====== Raw data

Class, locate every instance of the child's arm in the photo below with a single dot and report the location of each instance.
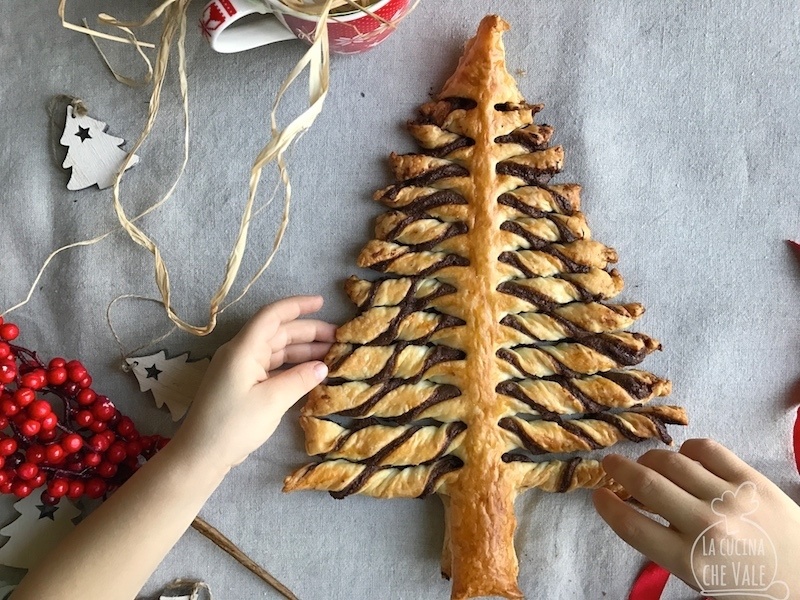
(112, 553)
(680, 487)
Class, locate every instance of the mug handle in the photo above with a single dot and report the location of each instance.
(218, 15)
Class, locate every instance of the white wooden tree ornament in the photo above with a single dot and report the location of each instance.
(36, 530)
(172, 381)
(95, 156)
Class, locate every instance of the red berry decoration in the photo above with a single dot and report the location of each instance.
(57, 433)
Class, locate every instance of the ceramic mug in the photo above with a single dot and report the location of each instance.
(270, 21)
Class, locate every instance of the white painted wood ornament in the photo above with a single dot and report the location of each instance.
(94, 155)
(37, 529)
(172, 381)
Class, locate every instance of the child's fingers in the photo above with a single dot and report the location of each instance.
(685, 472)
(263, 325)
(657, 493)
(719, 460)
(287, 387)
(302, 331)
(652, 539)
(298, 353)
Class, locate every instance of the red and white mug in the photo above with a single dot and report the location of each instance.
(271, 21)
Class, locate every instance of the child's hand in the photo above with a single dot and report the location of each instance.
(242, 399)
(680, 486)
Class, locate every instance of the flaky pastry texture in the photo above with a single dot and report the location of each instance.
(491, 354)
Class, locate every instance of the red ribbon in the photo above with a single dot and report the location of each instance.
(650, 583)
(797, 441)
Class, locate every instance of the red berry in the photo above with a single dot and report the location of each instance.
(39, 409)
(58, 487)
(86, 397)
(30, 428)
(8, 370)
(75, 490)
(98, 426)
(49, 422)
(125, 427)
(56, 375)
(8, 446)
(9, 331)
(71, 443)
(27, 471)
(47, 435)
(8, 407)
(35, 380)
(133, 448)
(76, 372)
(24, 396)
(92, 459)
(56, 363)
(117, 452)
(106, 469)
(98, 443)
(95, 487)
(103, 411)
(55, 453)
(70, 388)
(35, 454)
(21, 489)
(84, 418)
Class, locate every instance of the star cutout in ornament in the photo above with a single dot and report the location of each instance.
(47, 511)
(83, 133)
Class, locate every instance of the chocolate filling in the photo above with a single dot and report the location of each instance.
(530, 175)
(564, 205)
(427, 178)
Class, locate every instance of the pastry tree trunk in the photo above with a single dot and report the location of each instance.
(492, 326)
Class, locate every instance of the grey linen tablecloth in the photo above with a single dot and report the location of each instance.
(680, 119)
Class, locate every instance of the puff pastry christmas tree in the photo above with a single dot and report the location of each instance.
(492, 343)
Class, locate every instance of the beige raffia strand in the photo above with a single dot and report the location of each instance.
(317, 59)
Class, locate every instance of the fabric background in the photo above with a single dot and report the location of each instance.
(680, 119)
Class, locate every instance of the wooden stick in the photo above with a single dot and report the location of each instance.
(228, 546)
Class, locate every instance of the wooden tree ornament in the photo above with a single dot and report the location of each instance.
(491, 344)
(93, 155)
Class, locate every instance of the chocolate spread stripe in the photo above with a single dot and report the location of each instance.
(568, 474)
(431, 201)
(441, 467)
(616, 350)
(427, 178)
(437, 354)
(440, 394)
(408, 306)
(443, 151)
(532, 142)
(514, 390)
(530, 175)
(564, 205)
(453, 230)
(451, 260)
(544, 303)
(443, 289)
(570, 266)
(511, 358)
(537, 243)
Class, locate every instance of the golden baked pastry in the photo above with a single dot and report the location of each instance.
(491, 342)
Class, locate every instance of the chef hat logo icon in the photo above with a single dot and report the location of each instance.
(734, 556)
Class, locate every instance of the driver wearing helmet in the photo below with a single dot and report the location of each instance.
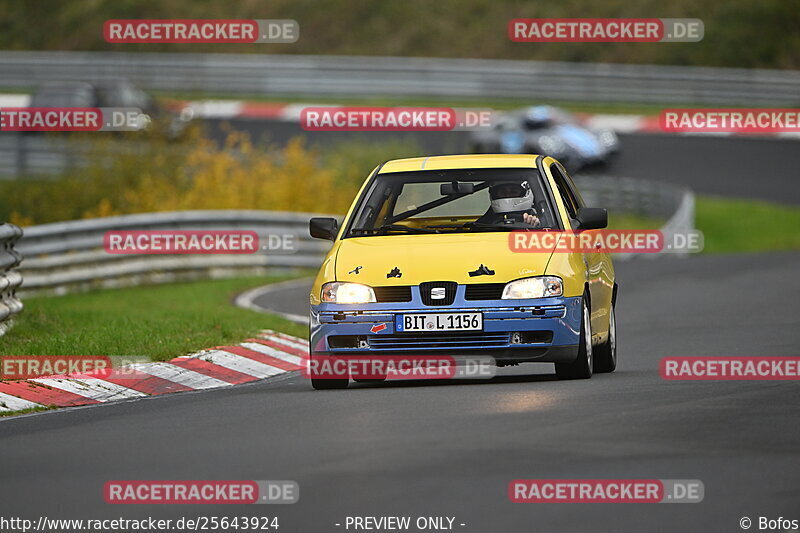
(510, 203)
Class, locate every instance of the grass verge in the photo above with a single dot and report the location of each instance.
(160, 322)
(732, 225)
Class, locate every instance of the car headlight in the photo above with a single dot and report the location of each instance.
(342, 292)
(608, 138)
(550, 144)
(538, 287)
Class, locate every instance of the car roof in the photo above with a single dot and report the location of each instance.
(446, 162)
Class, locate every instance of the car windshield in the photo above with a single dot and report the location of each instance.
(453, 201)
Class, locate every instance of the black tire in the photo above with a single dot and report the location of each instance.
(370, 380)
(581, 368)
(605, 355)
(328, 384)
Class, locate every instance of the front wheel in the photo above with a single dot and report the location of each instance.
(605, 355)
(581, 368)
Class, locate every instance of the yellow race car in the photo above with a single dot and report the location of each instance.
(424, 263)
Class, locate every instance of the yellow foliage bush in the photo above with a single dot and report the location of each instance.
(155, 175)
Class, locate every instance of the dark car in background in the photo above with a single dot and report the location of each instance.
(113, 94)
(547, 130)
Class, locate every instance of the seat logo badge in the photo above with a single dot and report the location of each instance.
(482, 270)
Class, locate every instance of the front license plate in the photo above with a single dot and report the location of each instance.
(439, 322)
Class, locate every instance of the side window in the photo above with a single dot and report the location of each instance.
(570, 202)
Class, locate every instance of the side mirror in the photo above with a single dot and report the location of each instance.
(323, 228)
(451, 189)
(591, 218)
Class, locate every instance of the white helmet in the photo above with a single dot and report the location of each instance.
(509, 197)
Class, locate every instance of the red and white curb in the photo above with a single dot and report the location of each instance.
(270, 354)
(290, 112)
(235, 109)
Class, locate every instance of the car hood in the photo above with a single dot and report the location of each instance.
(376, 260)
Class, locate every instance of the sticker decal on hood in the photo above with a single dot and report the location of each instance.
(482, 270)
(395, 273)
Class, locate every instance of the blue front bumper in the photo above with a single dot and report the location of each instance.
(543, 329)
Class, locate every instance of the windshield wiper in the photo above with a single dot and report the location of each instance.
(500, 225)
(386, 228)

============

=== Aim ===
Reproduce the entire listing above, substituting "single point" for each occurrence of "single dot" and leaving everything else unchanged. Omit the pictures from your answer.

=== Reply to the exercise ===
Class, locate every instance of the child's arm in the photo below with a single point and report the location of each instance.
(112, 553)
(680, 487)
Class, locate every instance of the mug handle in the photo above with a single point and report the location of each instance.
(218, 15)
Class, locate every instance of the white wooden tree ornament in the photo above with a single point and report the location of each instance.
(36, 530)
(172, 381)
(95, 156)
Class, locate every instance of the red berry decoration in the photo above with a single point and report the location of each instance.
(57, 433)
Class, locate every instance of the ceramic mug in the photo above with a single point and report the location of each instance.
(270, 21)
Class, locate every instance of the white painted wood ornament in the photo above with a single point and report the location of each instance.
(94, 155)
(37, 529)
(172, 381)
Class, locate every instance of the child's fingers in the photo above with a single point and report the location of each instance.
(685, 472)
(263, 325)
(657, 493)
(719, 460)
(287, 387)
(302, 331)
(652, 539)
(298, 353)
Class, locate every instance of the red and white mug in the photo above with a single point and report the location of each instance.
(271, 21)
Class, locate every instance of the child's hand in the photo above with a single point and report the location of each instance.
(242, 399)
(680, 486)
Class, locate every instance of the flaky pastry texture in the photo above with a single point and report the location of each instance.
(491, 354)
Class, locate every instance of the red ribbon in the photo above with a single point and report the location of each instance.
(650, 583)
(797, 441)
Class, locate every instance of the red berry in the photo above with a single point and report the location of each instance.
(39, 409)
(58, 487)
(86, 397)
(30, 428)
(8, 370)
(75, 490)
(98, 426)
(49, 422)
(125, 427)
(56, 375)
(8, 446)
(9, 331)
(71, 443)
(27, 471)
(47, 435)
(8, 407)
(35, 380)
(133, 448)
(76, 372)
(24, 396)
(92, 459)
(56, 363)
(117, 452)
(106, 469)
(98, 443)
(95, 487)
(103, 411)
(55, 453)
(70, 388)
(35, 454)
(21, 489)
(84, 418)
Class, locate every instance of the star cutout in ornament in the photo above with a single point and report the location of each instance.
(47, 511)
(83, 133)
Class, locate every instance of the chocolate filling in the photo above with a single point and report the location of each instance.
(530, 175)
(564, 205)
(427, 178)
Class, locate every instance of the pastry tree trunk in the photo above with a single point and report the location of each instance.
(492, 326)
Class, locate every instance of the grey linen tablecloth in the photo above with a single point and report the location of each instance.
(680, 119)
Class, locate every instance of the puff pastry christmas tree in the photo above with a single point and report the location of each instance.
(492, 343)
Class, locate every instance of the beige raffia strand in the photo above with a single point and report the location of each instance.
(317, 59)
Class, locate every instance of the fabric background in the photo above with a single point and report the location of each instance.
(680, 119)
Class, locate every instance of the wooden stick in the photo above with a single point and report the location of each instance.
(228, 546)
Class, locate every instance of the wooden tree ornament in the photo above with a single point and report the location of each instance.
(491, 344)
(93, 155)
Class, locate every instance of the chocolate spread stripe in the photo above with a single point and report the location of each instance.
(568, 474)
(431, 201)
(441, 467)
(616, 350)
(427, 178)
(437, 354)
(440, 394)
(408, 306)
(443, 151)
(532, 142)
(514, 390)
(530, 175)
(564, 205)
(453, 230)
(451, 260)
(544, 303)
(443, 289)
(570, 266)
(511, 358)
(537, 243)
Class, locate every instance of the golden baked pastry in the photo above with a single point and report the location of each instance.
(491, 342)
Class, locate every instance of the chef hat logo icon in the photo above with a single point and report the location of each instance.
(734, 556)
Class, locate every instance of the driver wearing helmet in the photo below with a single point and report the location of each instance.
(510, 203)
Class, locate every instance of the grass verge in the photo above with a single point and report the location of each instance.
(160, 322)
(732, 225)
Class, locate every instance of the car headlight in the photo above with a single point and report the location of each instance.
(342, 292)
(608, 138)
(550, 144)
(538, 287)
Class, locate every instance of the car roof in the photo above with a single point and report the location of each instance.
(446, 162)
Class, locate every instance of the car windshield in the photo above with a single point and report the location of each instance.
(453, 201)
Class, locate every instance of the black tire in the photo above with a single point and report the location of each instance.
(370, 380)
(581, 368)
(605, 355)
(328, 384)
Class, locate every instance of the front wheel in the photo above with a single point and report the location of each instance.
(605, 355)
(581, 368)
Class, locate every instance of the yellow race car in the photo above with a single point and report the location of each instance.
(424, 263)
Class, locate every instance of the yellow foliage bush in the photo above with a single point and report the location of each instance.
(155, 175)
Class, locate every instance of the dark car in background in the photo above with a single point and report the location of each instance.
(113, 94)
(547, 130)
Class, locate every instance of the seat logo badge in the photo above with a single point and report the location of each instance.
(482, 270)
Class, locate every instance of the front license plate in the photo above with a single point and report the location of each instance.
(439, 322)
Class, locate every instance of the side window in the photo above with a single point and report the location of each instance.
(570, 202)
Class, locate every instance of the side mirror in the photo above with a single point and report the location of each instance.
(323, 228)
(451, 189)
(591, 218)
Class, locate every instance of the white helmet in the photo above with a single point and report the location of each instance.
(509, 197)
Class, locate every instance of the red and white curb in the photo above with a single point and report the location of each instance.
(270, 354)
(290, 112)
(235, 109)
Class, locate every instance of the car hood in the photo above with a single point and report the location of each instance.
(376, 260)
Class, locate every instance of the sticker decal on hood in the photo above with a single point and report the location of each instance.
(482, 270)
(395, 273)
Class, locate every instance of the blue front bumper in the photo above with a single point and report the location of each instance.
(543, 329)
Class, locate every instance of the windshield wiper in the photo above with a single point and report the location of each instance.
(500, 225)
(386, 228)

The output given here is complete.